═══ AVAILABLE DATA

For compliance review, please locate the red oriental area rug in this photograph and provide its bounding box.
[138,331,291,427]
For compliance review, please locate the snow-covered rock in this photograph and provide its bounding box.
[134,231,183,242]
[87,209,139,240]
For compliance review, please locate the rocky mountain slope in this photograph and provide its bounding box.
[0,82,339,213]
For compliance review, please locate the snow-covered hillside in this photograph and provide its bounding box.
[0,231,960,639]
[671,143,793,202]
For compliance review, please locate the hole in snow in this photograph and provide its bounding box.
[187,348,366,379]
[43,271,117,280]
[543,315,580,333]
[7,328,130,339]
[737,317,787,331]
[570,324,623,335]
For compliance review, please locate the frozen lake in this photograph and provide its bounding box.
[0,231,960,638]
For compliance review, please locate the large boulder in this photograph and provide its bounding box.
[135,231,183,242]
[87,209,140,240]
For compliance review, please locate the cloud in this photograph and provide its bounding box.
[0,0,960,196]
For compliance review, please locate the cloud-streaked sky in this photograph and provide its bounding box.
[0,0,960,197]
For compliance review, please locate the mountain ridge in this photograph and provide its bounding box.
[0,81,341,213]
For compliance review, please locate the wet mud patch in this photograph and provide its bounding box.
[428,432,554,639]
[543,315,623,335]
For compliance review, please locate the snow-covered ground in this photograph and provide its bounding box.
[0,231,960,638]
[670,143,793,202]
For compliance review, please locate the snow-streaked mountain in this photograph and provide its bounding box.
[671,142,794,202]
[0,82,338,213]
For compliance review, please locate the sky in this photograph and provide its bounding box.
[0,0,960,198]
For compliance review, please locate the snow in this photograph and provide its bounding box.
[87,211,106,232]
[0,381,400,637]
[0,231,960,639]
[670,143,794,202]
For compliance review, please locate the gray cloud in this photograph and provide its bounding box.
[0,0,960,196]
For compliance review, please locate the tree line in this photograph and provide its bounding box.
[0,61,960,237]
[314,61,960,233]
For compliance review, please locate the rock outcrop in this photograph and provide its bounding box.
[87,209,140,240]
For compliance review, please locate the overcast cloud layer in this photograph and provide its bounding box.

══════

> PROBLEM
Rescale every entry from the line containing "For compliance review, please locate the snow-covered rock" down to the line containing "[0,0,960,197]", both included. Reproduce the requests unchanged, and multiply each bounding-box coordinate in the answers by 2.3, rounding to the nearest whole number with halves rounded up.

> SOLUTION TO THE PROBLEM
For compliance review, please locate the snow-covered rock in this photograph and provide its bounding box.
[308,531,421,557]
[200,481,320,552]
For compliance review, please locate the rocky mountain slope in this photograph and provide its bounding box.
[0,189,780,490]
For compliance review, please locate the snow-covered hillside in this photograph and provide its bounding box.
[0,531,2208,1470]
[1543,329,1824,465]
For compliance review, please locate the hole in snow in this photograph and provide its bounding box.
[430,800,842,872]
[99,623,269,644]
[1249,725,1334,766]
[16,754,299,780]
[1695,729,1810,761]
[1311,745,1433,771]
For compliance review, please locate the frozen lake in this photograph and provide its bounding box.
[0,531,2208,1467]
For compliance review, please locate the large boulder in this photograph and provide its bounding box.
[311,531,421,557]
[200,481,322,552]
For compliance review, please locate the cloud in this photograph and provide its bounding box.
[0,0,2208,451]
For compliance review, please locate the cloud-streaked sky in this photograph and provide its bounding box.
[0,0,2208,453]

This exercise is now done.